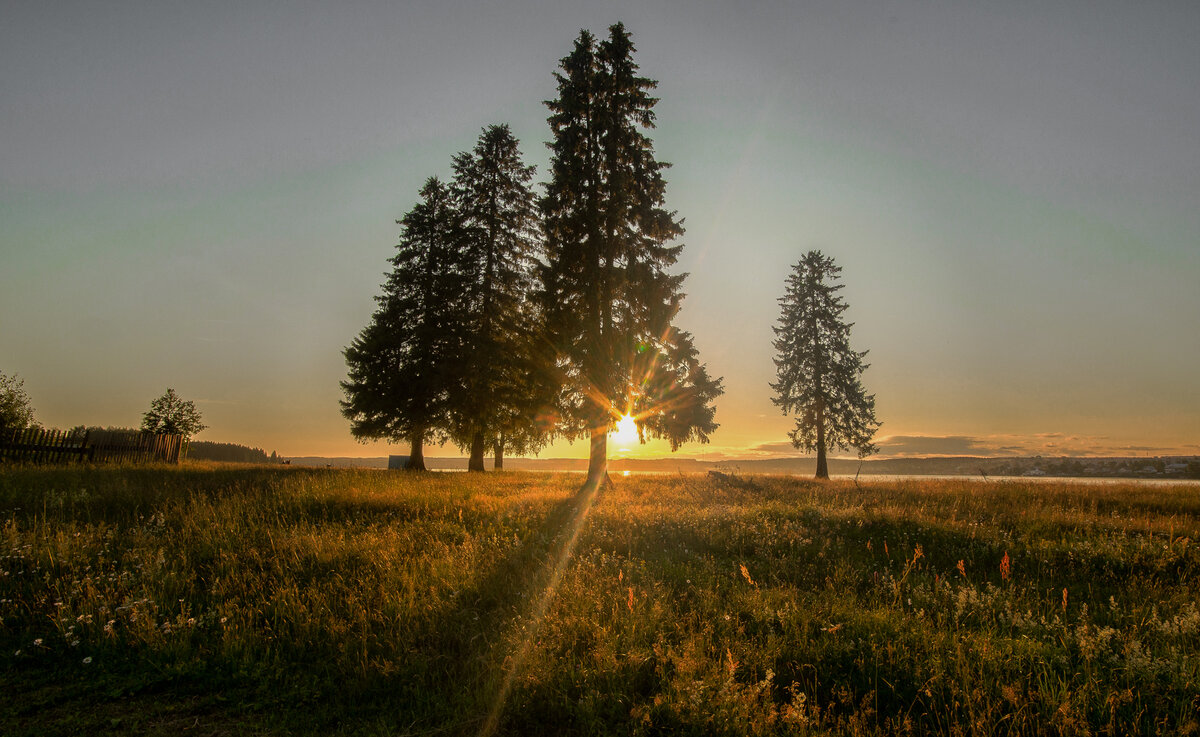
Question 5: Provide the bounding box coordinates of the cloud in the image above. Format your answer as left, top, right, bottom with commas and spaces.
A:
876, 434, 1184, 458
746, 441, 803, 456
875, 435, 1007, 457
721, 433, 1195, 461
══════
» Your assignment:
Without any pictures, repeat the listing exactly.

» Exercise result:
Question 5: Provide the bounding box coordinates of the cloud in the image above. Format your answer as left, top, right, bottom with commas and spaces.
A:
876, 434, 1184, 458
746, 441, 803, 456
875, 435, 1007, 457
721, 433, 1195, 461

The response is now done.